WHAT TO PRODUCE
Copy all the records exactly, but keep the pictures out of your version.

------------------------

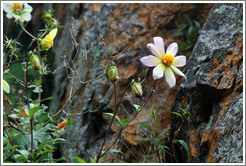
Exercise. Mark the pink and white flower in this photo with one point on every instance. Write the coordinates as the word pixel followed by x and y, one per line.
pixel 165 63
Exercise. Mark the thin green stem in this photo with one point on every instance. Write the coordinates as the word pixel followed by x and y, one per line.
pixel 28 32
pixel 152 91
pixel 115 112
pixel 28 103
pixel 111 123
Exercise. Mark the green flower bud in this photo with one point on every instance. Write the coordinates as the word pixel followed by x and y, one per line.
pixel 137 88
pixel 113 72
pixel 34 59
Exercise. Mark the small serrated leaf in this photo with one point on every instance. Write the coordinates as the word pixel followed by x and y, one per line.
pixel 124 123
pixel 6 86
pixel 33 110
pixel 116 118
pixel 184 144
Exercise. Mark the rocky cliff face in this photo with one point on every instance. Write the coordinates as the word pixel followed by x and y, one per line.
pixel 214 90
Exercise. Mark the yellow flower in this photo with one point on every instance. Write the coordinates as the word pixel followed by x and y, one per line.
pixel 20 11
pixel 47 42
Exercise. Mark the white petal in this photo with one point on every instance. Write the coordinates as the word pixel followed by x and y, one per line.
pixel 172 49
pixel 179 61
pixel 158 71
pixel 150 61
pixel 9 15
pixel 176 70
pixel 154 50
pixel 170 78
pixel 159 43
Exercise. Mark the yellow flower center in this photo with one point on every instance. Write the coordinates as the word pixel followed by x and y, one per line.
pixel 167 59
pixel 17 6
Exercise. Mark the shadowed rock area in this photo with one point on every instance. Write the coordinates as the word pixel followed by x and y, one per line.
pixel 214 90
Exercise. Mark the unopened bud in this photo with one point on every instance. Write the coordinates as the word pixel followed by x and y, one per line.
pixel 113 72
pixel 137 89
pixel 62 124
pixel 47 42
pixel 34 59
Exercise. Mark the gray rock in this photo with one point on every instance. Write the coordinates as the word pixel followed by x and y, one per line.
pixel 213 90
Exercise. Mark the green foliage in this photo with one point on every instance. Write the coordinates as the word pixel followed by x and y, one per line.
pixel 26 84
pixel 185 146
pixel 6 87
pixel 190 30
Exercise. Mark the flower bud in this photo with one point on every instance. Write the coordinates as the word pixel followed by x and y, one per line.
pixel 113 72
pixel 62 124
pixel 137 89
pixel 47 42
pixel 34 59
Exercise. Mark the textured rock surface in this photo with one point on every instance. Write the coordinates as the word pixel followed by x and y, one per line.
pixel 214 90
pixel 132 27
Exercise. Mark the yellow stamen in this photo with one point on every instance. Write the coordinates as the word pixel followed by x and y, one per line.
pixel 47 43
pixel 17 6
pixel 167 59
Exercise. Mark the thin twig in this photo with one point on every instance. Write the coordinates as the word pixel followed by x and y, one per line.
pixel 98 157
pixel 131 119
pixel 28 32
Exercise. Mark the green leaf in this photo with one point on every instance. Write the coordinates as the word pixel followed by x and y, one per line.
pixel 80 160
pixel 175 113
pixel 116 118
pixel 124 123
pixel 33 110
pixel 31 43
pixel 185 147
pixel 41 135
pixel 6 87
pixel 36 89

------------------------

FINISHED EXERCISE
Exercise. Mark the pink and white flower in this photo with one point on every instance. Write the coordinates as the word pixel followed by x and y, one per line.
pixel 165 63
Exercise. Mark the thin green stem in this photo with one point on every instance. Write the coordinates as the word pixel followed by x and y, one per line.
pixel 28 32
pixel 152 91
pixel 115 112
pixel 28 103
pixel 111 123
Exercise. Mark the green flower bud in this photo with one point on every instance. Write the coordinates as the word pixel followed by x and y, one per line.
pixel 137 88
pixel 113 72
pixel 34 59
Exercise. Mark the small serrated leaf in this photo with one point on every instance. Write the coordinates as the word pixel followed by x and y, one per line.
pixel 124 123
pixel 6 86
pixel 33 110
pixel 116 118
pixel 184 144
Exercise. Mark the rocky cliff face in this photo with one point on every instance. Write the coordinates as the word pixel followed by x and y, one per line.
pixel 214 90
Exercise. Mark the yellow flower in this photo with one point on every instance. Write the coordinates as the word pixel followed by x and y, one per line.
pixel 20 11
pixel 47 42
Exercise. Mark the white petal in this photo with one point on every instance. Write the coordinates as the word pixel followed by x and y, one per line.
pixel 172 49
pixel 179 61
pixel 158 71
pixel 150 61
pixel 9 15
pixel 176 70
pixel 154 50
pixel 170 78
pixel 159 43
Exercise. Mark the yellow flower center in this photo with one point on every instance. Write the coordinates as the word pixel followed by x and y, one per line.
pixel 167 59
pixel 17 6
Exercise. Mark the shadowed rock area in this photo with one point on every instance. Write the coordinates as the word pixel followed by x and y, one per line.
pixel 214 90
Exercise. Mark the unopened bud in this photo with one point on every instance. Write the coordinates as the word pixel followed by x and y, one per line.
pixel 113 72
pixel 137 89
pixel 62 124
pixel 47 42
pixel 34 59
Exercise. Mark the gray rock in this photo with one point on every instance. Write the coordinates as the word pixel followed by x and y, one per line.
pixel 213 90
Exercise. Mark the green foliage in this photo with one point on every instance. Write the coordinates as the word pixel followed by x and y, one per line.
pixel 26 84
pixel 185 146
pixel 6 87
pixel 190 30
Exercise. Mark the flower bud in this photo with one point on every instance. Write the coordinates as the word pixel followed by x and y, one per line.
pixel 113 72
pixel 62 124
pixel 137 89
pixel 47 42
pixel 34 59
Exercise. Mark the textured rock surface in this photo with one point on every instance. Write the coordinates as the word pixel followed by x and y, one per line.
pixel 214 90
pixel 132 27
Exercise. Mark the yellow stamen in this photo with one point on every instance. Write the coordinates as the word pixel followed by x and y, one per line.
pixel 47 43
pixel 17 6
pixel 167 59
Exercise. Mark the thin twig in this photo with one point on every instance. Write the coordinates as the word pixel followed by x and y, one per line.
pixel 98 157
pixel 131 119
pixel 28 32
Exercise. Mark the green leaf in this photo with one point on every instance. Write the coordinates as the word pixel followed by x and y, one per line.
pixel 80 160
pixel 175 113
pixel 116 118
pixel 124 123
pixel 33 110
pixel 31 43
pixel 185 147
pixel 41 135
pixel 6 87
pixel 36 89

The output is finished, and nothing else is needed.